In the listing below, print exactly the lines between the line holding "Target: rocky hillside" and the line holding "Target: roadside vegetation", inclusive, and no more.

==============================

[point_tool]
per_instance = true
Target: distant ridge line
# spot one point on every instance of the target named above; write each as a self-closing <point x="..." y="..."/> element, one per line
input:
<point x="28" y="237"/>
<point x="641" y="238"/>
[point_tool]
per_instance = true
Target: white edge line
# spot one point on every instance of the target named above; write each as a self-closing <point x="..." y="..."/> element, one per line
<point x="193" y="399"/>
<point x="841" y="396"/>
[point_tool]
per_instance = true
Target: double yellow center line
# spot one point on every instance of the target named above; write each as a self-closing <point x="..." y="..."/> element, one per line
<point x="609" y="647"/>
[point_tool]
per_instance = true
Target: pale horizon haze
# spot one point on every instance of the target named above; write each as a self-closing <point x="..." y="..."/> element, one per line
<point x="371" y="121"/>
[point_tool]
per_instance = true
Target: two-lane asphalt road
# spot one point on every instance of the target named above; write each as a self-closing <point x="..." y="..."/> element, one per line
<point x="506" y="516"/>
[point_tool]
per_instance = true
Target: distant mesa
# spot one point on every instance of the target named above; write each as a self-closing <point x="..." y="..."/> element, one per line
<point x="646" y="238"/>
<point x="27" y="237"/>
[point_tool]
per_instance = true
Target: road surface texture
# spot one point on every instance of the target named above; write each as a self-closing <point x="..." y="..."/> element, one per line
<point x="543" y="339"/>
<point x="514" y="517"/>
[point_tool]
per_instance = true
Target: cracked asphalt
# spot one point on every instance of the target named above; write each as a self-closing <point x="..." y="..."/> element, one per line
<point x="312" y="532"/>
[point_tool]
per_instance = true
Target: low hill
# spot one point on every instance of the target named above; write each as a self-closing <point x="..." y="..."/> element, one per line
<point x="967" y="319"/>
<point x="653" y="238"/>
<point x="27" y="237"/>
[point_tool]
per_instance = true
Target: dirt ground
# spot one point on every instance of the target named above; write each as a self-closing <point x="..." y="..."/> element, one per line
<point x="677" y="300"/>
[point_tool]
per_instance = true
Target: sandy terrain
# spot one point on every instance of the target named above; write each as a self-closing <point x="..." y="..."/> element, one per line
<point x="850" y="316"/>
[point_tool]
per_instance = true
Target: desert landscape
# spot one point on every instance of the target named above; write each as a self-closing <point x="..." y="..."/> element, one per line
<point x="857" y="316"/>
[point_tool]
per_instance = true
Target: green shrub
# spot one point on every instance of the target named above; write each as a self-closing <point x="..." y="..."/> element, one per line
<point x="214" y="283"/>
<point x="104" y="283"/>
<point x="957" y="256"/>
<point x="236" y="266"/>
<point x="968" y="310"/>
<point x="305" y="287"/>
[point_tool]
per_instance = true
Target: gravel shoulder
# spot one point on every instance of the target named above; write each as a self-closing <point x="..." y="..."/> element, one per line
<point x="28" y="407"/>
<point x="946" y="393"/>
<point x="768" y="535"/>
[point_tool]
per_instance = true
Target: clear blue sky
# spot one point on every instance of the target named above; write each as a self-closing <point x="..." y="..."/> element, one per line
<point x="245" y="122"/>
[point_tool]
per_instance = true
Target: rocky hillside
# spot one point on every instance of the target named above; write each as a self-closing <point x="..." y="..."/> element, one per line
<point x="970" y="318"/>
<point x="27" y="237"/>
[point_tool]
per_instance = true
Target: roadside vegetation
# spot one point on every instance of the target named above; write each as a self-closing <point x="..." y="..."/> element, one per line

==============================

* **Task answer**
Target: rocky hillside
# spot one point on every instance of the target named above; write each as a self-closing <point x="..." y="..."/> element, one per line
<point x="970" y="318"/>
<point x="27" y="237"/>
[point_tool]
per_instance = true
Target: roadside vegetation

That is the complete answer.